● Stored records:

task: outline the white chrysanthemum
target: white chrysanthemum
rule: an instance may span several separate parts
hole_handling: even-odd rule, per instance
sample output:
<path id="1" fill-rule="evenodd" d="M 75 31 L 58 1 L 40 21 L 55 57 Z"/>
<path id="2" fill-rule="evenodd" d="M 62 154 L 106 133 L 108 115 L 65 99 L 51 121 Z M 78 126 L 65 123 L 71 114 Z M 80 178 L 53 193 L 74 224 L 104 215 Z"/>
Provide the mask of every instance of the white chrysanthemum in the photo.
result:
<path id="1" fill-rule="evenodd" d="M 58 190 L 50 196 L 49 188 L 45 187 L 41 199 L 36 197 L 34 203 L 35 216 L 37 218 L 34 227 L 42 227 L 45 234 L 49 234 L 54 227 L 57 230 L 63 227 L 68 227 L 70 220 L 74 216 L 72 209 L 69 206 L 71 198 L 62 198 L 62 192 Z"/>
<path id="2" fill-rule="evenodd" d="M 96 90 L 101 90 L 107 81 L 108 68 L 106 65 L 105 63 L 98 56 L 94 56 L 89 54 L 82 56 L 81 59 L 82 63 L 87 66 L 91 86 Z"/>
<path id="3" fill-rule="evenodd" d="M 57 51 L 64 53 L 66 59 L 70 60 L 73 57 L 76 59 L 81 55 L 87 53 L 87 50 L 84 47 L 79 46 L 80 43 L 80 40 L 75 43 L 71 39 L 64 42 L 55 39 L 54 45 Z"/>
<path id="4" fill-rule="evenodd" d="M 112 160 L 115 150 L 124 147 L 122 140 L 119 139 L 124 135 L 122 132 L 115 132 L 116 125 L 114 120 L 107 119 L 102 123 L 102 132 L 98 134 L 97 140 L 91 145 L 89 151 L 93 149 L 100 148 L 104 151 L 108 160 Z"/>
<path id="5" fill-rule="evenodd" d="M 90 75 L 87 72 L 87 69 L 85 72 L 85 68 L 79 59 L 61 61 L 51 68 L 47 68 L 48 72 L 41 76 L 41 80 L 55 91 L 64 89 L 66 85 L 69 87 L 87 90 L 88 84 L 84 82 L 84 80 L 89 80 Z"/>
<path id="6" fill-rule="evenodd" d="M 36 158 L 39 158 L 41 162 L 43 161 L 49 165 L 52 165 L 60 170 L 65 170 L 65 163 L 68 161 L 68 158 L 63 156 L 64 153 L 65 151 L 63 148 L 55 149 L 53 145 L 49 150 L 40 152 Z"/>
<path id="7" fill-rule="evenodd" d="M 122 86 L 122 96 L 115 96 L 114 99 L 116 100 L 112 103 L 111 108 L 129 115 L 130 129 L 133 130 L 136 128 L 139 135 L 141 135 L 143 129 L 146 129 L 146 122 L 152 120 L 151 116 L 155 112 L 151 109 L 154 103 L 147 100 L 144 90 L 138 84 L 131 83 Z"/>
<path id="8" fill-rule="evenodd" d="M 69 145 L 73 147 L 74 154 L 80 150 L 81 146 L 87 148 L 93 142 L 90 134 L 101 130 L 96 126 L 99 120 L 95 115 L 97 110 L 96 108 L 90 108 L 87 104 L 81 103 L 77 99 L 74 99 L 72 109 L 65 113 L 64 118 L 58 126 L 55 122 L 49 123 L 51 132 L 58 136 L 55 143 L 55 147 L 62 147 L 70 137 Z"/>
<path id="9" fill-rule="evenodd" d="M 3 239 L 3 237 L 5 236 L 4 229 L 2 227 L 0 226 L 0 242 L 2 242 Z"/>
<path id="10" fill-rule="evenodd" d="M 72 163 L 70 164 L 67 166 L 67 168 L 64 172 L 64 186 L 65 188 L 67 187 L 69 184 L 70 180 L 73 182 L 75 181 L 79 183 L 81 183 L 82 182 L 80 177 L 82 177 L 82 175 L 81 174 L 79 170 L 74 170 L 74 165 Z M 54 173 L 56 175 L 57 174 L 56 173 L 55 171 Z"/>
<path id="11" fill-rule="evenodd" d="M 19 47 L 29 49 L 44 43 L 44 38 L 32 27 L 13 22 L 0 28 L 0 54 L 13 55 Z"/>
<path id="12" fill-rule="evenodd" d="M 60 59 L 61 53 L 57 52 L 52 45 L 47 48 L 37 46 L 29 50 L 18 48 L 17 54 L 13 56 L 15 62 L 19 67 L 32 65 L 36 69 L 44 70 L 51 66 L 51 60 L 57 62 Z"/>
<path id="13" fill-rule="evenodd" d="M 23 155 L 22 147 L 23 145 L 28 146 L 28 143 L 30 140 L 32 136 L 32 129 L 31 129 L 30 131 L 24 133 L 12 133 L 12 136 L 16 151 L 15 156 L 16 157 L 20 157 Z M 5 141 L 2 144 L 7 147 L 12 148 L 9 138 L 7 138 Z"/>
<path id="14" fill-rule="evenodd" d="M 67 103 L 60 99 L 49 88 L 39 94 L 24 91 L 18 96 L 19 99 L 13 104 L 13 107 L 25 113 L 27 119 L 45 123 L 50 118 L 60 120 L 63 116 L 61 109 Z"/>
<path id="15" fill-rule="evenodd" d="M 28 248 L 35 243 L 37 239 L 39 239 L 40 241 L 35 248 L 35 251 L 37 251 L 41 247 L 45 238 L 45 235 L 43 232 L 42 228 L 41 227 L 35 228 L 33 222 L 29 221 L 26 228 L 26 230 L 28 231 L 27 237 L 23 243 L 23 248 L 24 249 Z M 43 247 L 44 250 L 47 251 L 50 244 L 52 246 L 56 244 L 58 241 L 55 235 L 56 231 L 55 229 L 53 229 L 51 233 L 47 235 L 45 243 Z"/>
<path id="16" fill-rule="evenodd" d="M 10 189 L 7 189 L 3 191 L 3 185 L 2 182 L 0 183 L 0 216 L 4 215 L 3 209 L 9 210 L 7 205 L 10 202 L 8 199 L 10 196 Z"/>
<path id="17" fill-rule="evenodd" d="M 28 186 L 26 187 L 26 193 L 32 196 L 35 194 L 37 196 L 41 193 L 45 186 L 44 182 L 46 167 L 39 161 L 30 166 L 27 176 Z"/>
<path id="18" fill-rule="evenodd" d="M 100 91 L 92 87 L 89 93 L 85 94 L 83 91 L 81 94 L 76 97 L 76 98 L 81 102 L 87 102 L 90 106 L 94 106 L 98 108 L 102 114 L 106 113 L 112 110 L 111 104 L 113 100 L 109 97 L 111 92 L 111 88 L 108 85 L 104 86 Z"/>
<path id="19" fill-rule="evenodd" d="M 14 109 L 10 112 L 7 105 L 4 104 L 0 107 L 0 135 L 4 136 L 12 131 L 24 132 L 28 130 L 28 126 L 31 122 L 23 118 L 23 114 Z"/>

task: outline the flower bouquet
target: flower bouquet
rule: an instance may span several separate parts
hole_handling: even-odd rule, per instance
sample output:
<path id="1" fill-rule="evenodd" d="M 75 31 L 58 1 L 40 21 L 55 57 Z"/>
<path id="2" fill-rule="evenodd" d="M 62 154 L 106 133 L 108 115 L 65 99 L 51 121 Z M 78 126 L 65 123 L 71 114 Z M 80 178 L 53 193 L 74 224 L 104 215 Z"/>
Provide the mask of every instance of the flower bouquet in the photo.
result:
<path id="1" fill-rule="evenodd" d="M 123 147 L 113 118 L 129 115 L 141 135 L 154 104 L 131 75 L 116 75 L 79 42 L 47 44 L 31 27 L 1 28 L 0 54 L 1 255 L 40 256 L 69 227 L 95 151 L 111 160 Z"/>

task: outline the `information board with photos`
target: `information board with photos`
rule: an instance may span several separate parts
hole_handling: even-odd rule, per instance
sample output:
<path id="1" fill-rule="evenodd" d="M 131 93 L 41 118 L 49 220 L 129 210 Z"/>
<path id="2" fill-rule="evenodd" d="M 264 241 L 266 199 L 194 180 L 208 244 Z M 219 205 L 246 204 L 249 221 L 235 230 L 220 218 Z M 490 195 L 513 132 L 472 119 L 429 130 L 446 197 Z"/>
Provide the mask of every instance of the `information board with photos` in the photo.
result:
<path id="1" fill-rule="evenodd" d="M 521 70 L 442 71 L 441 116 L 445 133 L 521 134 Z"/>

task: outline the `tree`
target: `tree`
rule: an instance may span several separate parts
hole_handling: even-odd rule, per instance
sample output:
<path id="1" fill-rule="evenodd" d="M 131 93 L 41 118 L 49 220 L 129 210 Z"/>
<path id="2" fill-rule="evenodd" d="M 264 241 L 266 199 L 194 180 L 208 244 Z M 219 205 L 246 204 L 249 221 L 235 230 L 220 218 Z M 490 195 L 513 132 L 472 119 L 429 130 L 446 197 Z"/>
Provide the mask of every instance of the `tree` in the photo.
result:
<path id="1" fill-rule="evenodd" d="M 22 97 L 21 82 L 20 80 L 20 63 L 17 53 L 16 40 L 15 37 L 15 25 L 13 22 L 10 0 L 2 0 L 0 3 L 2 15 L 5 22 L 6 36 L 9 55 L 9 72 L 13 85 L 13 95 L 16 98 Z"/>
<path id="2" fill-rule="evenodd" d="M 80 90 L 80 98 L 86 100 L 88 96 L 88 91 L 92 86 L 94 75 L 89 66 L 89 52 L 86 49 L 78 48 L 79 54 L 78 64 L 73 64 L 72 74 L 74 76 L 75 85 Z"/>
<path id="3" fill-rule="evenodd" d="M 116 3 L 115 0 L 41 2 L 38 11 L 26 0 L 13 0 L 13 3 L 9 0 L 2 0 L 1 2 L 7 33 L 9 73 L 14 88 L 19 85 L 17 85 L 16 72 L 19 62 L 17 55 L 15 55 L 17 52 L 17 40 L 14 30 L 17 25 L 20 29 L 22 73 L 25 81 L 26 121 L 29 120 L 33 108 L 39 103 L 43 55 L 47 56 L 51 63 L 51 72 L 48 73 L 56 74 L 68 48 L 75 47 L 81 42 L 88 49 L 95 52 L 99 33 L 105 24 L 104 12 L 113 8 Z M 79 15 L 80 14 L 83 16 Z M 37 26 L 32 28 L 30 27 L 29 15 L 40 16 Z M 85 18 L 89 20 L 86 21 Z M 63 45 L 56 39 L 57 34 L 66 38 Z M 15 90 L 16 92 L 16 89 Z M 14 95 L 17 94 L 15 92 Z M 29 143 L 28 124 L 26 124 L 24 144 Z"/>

● Work to do: Can you copy out, word for word, the lines of the material starting at the one containing "task: outline the flower bouquet" and ending at the one containing "521 70 L 442", with both of those lines included?

● Finished answer:
task: outline the flower bouquet
target: flower bouquet
rule: an instance may span several separate parts
hole_handling: even-odd rule, per instance
sample output:
<path id="1" fill-rule="evenodd" d="M 75 31 L 58 1 L 40 21 L 55 57 Z"/>
<path id="2" fill-rule="evenodd" d="M 62 154 L 106 133 L 108 115 L 65 99 L 51 121 Z M 78 126 L 65 123 L 71 114 Z M 80 178 L 53 193 L 74 224 L 104 215 Z"/>
Provide the mask of every instance of the flower bouquet in the photo.
result:
<path id="1" fill-rule="evenodd" d="M 123 147 L 113 118 L 129 115 L 141 135 L 154 104 L 131 75 L 116 75 L 79 42 L 47 44 L 31 27 L 1 28 L 0 54 L 1 255 L 40 256 L 69 227 L 95 151 L 111 160 Z"/>

task: outline the `information board with photos`
target: `information board with photos`
rule: an instance may span several separate parts
hole_handling: even-odd rule, per instance
sample output:
<path id="1" fill-rule="evenodd" d="M 131 93 L 41 118 L 49 220 L 129 210 Z"/>
<path id="2" fill-rule="evenodd" d="M 264 241 L 266 199 L 194 180 L 208 244 Z M 219 205 L 246 204 L 249 221 L 235 230 L 220 218 Z M 490 195 L 513 132 L 472 119 L 429 130 L 446 197 Z"/>
Provide the mask of every instance of the `information board with photos` in the photo.
result:
<path id="1" fill-rule="evenodd" d="M 521 70 L 442 71 L 441 116 L 445 133 L 521 134 Z"/>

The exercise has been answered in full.